#### [Job]
Rewrite the rows from the start of the records through the line that contains "top-left (459, 125), bottom-right (487, 265)", replacing "bounding box" with "bounding rectangle" and keeping everything else unchanged.

(Records of labeled boxes)
= = = =

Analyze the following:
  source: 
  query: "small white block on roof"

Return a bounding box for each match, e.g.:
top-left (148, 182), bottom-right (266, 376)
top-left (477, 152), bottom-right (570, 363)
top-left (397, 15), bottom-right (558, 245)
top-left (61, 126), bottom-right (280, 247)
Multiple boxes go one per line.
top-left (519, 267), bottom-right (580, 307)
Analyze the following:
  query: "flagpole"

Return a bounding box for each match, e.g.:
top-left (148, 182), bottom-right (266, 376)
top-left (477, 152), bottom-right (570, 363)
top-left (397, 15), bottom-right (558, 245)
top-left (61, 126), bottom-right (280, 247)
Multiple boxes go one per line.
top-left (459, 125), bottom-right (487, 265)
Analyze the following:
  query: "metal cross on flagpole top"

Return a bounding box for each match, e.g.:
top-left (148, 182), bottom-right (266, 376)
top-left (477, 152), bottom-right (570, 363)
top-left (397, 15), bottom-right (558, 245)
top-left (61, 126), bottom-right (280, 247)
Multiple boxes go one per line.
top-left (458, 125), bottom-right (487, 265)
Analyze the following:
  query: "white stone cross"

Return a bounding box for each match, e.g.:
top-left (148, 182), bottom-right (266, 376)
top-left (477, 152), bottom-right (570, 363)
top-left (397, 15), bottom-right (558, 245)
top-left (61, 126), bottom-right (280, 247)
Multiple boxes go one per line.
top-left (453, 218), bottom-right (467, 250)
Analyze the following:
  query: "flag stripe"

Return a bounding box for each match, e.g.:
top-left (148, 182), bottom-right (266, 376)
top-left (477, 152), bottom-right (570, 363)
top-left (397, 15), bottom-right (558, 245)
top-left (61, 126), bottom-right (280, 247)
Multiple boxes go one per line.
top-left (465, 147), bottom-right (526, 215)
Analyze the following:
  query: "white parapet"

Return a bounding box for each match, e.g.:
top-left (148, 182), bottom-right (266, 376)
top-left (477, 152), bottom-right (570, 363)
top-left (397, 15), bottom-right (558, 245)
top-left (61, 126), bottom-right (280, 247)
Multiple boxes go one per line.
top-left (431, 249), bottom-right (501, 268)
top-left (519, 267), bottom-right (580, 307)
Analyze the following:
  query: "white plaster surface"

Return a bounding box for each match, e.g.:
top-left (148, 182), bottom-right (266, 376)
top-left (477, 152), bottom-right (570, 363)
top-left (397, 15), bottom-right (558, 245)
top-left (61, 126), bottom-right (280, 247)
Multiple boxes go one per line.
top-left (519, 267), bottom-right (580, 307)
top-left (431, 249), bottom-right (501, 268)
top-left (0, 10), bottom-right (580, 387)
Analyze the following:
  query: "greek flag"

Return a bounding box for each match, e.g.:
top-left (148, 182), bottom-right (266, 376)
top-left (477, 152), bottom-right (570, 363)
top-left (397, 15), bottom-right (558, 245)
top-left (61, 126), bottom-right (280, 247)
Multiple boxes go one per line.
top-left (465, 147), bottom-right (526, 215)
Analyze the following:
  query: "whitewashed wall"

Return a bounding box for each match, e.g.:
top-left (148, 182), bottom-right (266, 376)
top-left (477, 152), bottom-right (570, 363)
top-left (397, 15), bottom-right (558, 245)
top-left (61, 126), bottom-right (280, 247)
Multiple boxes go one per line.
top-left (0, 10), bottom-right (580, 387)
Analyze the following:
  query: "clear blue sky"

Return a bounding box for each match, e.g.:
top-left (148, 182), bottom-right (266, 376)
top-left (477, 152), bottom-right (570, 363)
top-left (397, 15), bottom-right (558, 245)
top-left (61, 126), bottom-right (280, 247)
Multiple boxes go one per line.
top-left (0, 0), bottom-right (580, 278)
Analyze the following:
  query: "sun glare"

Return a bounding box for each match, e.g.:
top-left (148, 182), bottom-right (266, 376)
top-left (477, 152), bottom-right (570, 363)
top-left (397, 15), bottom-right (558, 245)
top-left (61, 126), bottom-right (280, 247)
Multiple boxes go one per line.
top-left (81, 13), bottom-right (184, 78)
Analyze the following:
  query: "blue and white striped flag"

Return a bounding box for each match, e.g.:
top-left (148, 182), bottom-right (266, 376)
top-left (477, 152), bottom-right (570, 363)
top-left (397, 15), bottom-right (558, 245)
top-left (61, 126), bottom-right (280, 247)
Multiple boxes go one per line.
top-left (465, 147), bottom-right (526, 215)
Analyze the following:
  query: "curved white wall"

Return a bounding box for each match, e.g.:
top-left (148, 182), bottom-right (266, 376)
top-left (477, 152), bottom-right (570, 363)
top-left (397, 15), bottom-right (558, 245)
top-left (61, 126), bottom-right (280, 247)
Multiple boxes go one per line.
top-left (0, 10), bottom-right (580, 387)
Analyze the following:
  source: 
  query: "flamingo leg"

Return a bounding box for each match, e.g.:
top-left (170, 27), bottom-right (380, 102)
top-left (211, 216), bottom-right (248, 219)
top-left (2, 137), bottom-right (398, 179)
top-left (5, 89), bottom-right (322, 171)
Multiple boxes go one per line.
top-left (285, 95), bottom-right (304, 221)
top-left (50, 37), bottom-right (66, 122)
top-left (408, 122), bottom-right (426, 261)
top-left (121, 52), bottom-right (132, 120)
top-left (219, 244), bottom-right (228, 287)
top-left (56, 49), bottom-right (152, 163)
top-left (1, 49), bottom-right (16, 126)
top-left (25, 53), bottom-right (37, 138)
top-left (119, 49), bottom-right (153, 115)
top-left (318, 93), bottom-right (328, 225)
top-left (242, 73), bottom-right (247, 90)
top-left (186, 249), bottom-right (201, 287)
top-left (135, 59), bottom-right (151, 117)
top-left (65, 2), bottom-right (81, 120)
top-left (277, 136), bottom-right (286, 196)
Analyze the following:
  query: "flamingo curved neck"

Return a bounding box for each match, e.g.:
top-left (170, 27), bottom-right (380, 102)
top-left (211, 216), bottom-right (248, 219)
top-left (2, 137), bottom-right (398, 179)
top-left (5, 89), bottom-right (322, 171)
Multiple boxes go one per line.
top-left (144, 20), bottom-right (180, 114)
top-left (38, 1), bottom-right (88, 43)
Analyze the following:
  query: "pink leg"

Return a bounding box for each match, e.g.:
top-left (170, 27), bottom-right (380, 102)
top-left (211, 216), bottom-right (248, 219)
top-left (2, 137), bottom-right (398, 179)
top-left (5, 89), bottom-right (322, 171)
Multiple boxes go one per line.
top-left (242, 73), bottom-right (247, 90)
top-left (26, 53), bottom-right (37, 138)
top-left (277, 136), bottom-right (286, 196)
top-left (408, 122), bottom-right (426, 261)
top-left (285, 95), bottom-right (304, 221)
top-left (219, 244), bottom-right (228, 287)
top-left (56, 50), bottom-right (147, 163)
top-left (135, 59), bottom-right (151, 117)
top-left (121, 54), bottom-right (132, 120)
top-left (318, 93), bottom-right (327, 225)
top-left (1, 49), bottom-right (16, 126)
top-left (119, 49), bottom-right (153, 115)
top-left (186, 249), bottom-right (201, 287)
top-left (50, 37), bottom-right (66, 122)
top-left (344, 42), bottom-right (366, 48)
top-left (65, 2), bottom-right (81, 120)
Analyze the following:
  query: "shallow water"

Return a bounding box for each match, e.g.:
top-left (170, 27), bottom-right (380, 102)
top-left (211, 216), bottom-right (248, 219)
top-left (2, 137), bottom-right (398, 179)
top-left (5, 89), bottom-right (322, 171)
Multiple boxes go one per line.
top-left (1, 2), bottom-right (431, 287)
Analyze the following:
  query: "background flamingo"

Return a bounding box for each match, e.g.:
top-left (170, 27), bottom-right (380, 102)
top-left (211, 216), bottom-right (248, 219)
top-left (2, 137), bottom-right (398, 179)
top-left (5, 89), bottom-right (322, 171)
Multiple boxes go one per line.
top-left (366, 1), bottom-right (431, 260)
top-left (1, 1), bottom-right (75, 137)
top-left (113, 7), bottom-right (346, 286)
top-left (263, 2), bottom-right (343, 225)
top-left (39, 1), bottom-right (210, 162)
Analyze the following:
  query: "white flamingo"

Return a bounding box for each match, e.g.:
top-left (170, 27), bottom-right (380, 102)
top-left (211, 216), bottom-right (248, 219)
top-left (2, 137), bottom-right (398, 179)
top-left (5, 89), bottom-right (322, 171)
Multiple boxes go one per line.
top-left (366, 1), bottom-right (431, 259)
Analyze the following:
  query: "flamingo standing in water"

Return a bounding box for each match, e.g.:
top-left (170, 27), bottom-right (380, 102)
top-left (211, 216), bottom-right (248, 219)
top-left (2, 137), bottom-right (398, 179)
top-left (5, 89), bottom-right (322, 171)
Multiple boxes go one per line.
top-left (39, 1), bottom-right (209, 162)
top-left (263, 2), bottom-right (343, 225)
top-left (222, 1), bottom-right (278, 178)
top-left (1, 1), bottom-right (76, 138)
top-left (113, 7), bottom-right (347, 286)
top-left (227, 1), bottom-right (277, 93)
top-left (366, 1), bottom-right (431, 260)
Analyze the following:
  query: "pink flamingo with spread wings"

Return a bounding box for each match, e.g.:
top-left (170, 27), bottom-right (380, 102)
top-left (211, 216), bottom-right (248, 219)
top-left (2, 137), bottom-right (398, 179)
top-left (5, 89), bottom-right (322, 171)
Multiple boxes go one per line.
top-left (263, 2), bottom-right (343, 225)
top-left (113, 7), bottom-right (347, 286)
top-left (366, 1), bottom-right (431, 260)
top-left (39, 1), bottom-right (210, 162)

= = = =

#### [Problem solution]
Analyze the following:
  source: 
  query: "small white block on roof"

Return a bounding rectangle for each match, e.g.:
top-left (148, 182), bottom-right (266, 376)
top-left (477, 152), bottom-right (570, 363)
top-left (397, 15), bottom-right (558, 245)
top-left (61, 126), bottom-right (280, 247)
Multiple boxes go one per line.
top-left (519, 267), bottom-right (580, 307)
Analyze the following:
  query: "flagpole"

Return a bounding rectangle for each match, e.g.:
top-left (148, 182), bottom-right (266, 376)
top-left (477, 152), bottom-right (570, 363)
top-left (397, 15), bottom-right (558, 245)
top-left (61, 126), bottom-right (280, 247)
Multiple boxes go one per line.
top-left (459, 125), bottom-right (487, 265)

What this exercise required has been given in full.